How many lines in the material below contain the word "black"? Reply with the number only.

#### Record excerpts

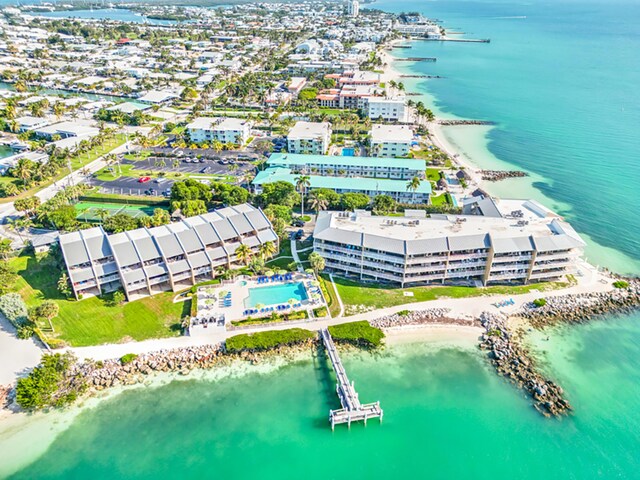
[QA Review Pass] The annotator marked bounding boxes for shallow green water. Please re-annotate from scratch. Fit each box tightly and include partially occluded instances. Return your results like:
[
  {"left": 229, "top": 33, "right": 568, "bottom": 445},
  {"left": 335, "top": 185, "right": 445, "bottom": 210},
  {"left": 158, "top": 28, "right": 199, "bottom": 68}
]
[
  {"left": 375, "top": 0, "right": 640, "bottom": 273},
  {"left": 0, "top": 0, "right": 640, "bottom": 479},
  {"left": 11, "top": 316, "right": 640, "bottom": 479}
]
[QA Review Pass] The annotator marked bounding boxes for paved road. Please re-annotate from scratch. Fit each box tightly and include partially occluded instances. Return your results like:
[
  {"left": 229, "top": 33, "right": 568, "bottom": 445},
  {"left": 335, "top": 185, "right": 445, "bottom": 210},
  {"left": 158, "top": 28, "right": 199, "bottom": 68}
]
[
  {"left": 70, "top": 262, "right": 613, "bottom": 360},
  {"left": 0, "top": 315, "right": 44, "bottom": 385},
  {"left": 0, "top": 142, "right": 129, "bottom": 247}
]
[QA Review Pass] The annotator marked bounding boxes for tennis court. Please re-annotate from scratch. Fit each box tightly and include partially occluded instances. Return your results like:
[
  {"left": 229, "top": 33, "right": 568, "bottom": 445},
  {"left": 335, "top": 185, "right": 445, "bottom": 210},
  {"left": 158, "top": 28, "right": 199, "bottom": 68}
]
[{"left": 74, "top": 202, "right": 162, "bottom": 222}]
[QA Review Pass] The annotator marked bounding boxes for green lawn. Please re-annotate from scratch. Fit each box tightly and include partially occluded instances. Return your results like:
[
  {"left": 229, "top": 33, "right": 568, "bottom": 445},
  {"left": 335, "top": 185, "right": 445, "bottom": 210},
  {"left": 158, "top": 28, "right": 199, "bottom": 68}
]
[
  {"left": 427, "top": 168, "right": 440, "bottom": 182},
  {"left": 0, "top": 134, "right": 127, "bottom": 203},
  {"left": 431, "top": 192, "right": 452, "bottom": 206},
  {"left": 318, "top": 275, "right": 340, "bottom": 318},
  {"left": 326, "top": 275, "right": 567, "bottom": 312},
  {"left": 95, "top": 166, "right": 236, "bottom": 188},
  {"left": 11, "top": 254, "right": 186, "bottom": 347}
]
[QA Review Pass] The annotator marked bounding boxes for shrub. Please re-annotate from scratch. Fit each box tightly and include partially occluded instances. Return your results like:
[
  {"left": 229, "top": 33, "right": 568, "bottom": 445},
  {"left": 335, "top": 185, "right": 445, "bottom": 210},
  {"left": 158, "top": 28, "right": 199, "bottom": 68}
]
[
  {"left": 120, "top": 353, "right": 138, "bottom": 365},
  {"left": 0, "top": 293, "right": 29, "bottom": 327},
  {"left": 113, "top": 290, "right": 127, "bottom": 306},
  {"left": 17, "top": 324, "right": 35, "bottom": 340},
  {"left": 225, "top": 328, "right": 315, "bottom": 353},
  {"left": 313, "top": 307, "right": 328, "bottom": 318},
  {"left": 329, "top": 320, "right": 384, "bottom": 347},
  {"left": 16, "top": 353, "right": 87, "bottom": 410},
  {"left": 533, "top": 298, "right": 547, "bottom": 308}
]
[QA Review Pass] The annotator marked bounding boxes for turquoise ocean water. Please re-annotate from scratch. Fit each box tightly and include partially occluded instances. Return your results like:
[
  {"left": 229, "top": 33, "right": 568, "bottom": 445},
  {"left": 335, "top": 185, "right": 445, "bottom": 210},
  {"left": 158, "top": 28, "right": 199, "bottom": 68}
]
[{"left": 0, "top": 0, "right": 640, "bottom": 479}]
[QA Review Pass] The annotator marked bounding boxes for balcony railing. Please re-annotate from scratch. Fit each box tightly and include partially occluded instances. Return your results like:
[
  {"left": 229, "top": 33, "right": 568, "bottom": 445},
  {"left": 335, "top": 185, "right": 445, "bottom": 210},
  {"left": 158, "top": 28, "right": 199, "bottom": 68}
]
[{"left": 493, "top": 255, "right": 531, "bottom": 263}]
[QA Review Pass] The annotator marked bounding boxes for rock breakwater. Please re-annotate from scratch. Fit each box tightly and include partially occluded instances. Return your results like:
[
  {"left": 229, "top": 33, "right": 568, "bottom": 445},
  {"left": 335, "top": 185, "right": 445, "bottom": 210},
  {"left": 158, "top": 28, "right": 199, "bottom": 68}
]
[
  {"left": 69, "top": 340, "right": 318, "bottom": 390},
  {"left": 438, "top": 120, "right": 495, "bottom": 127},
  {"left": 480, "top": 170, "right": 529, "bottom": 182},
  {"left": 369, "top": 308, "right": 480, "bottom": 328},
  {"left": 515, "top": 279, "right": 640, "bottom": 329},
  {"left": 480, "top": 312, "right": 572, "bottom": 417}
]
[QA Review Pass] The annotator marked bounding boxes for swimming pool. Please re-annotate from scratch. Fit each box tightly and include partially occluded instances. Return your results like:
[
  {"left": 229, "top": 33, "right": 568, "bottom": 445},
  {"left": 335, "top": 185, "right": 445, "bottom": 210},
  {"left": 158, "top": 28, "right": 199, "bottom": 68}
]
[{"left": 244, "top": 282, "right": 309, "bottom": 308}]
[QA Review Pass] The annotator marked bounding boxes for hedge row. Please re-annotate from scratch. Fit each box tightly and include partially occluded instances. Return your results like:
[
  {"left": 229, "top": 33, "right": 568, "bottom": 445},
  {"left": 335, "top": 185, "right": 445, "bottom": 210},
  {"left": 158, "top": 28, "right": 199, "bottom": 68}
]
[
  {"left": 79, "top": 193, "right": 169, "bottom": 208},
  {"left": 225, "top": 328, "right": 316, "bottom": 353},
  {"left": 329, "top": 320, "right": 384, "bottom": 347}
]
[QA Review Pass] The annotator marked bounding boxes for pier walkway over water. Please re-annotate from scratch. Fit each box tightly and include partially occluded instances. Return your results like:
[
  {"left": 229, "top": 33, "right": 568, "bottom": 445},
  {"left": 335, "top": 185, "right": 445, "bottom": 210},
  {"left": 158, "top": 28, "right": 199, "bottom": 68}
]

########
#### Record excerpts

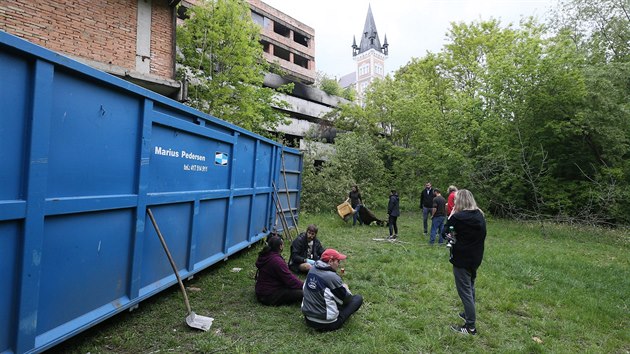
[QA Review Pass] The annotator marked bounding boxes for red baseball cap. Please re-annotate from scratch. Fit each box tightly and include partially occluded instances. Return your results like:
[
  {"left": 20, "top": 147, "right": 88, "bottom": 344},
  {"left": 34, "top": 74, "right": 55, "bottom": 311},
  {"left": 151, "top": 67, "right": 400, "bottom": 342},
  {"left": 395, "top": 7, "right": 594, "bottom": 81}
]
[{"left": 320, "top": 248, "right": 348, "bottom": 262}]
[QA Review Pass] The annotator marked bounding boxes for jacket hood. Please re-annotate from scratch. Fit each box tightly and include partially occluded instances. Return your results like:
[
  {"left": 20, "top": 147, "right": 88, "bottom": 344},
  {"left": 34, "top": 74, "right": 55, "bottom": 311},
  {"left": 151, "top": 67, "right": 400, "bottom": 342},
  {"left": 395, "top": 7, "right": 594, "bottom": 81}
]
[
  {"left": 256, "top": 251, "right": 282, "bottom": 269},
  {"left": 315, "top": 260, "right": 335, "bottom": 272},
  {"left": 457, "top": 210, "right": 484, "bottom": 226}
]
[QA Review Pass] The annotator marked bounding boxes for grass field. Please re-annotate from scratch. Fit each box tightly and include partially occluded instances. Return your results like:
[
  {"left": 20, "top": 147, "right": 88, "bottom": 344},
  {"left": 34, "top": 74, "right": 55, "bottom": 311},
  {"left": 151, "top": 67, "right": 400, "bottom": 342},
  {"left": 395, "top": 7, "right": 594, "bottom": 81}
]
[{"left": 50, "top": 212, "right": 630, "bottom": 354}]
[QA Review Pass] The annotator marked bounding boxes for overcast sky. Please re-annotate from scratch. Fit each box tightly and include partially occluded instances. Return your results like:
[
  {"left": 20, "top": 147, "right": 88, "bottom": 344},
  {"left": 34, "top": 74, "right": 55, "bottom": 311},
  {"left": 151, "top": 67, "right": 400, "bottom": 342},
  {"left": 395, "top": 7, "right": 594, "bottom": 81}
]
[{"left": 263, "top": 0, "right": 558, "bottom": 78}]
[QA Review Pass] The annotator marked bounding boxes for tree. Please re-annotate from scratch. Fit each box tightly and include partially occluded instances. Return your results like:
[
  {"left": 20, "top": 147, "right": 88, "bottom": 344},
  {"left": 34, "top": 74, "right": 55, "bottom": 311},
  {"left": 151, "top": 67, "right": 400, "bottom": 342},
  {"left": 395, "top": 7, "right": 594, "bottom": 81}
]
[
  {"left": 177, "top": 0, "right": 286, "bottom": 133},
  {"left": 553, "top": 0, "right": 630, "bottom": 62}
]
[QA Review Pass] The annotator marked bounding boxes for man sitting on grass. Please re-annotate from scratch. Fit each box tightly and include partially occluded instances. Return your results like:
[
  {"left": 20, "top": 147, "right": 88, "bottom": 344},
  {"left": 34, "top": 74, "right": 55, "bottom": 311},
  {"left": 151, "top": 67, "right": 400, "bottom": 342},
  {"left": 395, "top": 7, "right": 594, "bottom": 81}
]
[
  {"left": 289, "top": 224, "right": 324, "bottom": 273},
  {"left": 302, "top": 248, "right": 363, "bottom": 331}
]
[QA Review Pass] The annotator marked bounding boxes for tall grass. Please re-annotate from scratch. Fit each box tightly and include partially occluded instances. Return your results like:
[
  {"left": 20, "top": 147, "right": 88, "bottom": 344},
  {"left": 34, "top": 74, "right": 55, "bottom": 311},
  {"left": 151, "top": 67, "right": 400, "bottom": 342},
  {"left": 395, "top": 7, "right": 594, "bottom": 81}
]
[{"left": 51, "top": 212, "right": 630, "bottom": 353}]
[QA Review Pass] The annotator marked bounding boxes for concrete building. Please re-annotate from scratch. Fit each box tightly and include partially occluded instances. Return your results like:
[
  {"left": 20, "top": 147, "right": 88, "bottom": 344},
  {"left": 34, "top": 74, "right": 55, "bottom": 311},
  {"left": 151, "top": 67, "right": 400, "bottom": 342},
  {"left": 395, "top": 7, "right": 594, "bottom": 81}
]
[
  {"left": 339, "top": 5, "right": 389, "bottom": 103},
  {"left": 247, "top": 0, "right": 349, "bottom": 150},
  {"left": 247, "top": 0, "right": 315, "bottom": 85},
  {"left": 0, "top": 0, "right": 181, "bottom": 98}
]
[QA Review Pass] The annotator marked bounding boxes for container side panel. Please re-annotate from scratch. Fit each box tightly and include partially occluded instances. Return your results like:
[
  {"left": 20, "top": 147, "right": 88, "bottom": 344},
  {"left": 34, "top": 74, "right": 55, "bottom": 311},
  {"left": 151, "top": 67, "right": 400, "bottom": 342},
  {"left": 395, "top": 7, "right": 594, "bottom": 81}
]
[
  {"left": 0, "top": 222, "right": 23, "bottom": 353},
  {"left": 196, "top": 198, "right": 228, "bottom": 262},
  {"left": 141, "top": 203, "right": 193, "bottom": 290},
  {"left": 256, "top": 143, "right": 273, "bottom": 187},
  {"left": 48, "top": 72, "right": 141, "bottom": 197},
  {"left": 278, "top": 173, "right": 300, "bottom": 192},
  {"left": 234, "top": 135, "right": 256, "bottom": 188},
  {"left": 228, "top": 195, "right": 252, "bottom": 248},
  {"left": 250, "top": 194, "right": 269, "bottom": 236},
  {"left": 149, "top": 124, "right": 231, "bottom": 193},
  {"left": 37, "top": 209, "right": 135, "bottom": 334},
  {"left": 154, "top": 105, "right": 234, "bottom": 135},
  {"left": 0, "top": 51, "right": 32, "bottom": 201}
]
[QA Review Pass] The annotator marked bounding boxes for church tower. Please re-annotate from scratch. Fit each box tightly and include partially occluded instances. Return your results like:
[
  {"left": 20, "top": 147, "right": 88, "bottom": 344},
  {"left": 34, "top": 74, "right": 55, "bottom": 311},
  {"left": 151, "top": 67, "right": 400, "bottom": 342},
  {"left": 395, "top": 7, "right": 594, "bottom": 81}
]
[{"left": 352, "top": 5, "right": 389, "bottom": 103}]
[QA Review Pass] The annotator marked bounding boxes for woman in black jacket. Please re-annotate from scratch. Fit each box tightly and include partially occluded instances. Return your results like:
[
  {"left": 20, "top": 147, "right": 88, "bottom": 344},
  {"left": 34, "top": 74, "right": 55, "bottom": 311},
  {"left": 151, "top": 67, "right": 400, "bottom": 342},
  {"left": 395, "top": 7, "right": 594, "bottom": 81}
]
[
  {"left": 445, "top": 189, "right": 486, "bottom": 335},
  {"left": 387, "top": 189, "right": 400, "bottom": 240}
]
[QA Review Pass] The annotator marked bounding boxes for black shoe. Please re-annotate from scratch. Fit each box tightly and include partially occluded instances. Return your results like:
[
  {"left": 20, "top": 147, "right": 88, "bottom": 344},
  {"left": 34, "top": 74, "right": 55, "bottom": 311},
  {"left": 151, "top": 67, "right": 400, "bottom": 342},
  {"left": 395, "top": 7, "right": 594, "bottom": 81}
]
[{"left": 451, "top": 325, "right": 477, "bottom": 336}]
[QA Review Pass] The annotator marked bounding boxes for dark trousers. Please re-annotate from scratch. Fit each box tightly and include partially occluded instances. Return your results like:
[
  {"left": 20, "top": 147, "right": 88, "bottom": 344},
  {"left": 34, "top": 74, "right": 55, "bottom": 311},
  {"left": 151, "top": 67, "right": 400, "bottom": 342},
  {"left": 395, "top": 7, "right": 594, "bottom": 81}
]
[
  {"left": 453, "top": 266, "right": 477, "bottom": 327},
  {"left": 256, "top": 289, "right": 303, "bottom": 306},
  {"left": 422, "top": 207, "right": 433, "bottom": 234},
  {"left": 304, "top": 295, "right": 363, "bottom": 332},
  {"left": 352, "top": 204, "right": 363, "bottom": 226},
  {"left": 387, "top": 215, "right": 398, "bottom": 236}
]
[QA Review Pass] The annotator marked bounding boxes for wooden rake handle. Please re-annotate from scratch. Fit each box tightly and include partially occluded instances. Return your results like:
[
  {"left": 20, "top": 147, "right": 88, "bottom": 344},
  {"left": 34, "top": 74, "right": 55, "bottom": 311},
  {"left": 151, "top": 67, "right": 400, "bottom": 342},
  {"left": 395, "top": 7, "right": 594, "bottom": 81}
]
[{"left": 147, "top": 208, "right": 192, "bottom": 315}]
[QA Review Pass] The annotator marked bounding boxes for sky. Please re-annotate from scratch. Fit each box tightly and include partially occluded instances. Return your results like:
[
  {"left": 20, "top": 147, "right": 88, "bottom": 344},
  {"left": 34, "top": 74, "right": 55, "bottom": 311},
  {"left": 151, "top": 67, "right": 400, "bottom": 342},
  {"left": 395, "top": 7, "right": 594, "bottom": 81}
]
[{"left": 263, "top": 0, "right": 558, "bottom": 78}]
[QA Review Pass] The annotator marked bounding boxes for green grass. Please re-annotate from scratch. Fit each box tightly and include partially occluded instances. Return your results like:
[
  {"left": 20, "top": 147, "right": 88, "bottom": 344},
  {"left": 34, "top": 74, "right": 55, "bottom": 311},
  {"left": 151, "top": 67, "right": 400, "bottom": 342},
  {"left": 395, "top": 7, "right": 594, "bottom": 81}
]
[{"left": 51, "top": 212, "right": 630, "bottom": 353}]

########

* Answer to this problem
2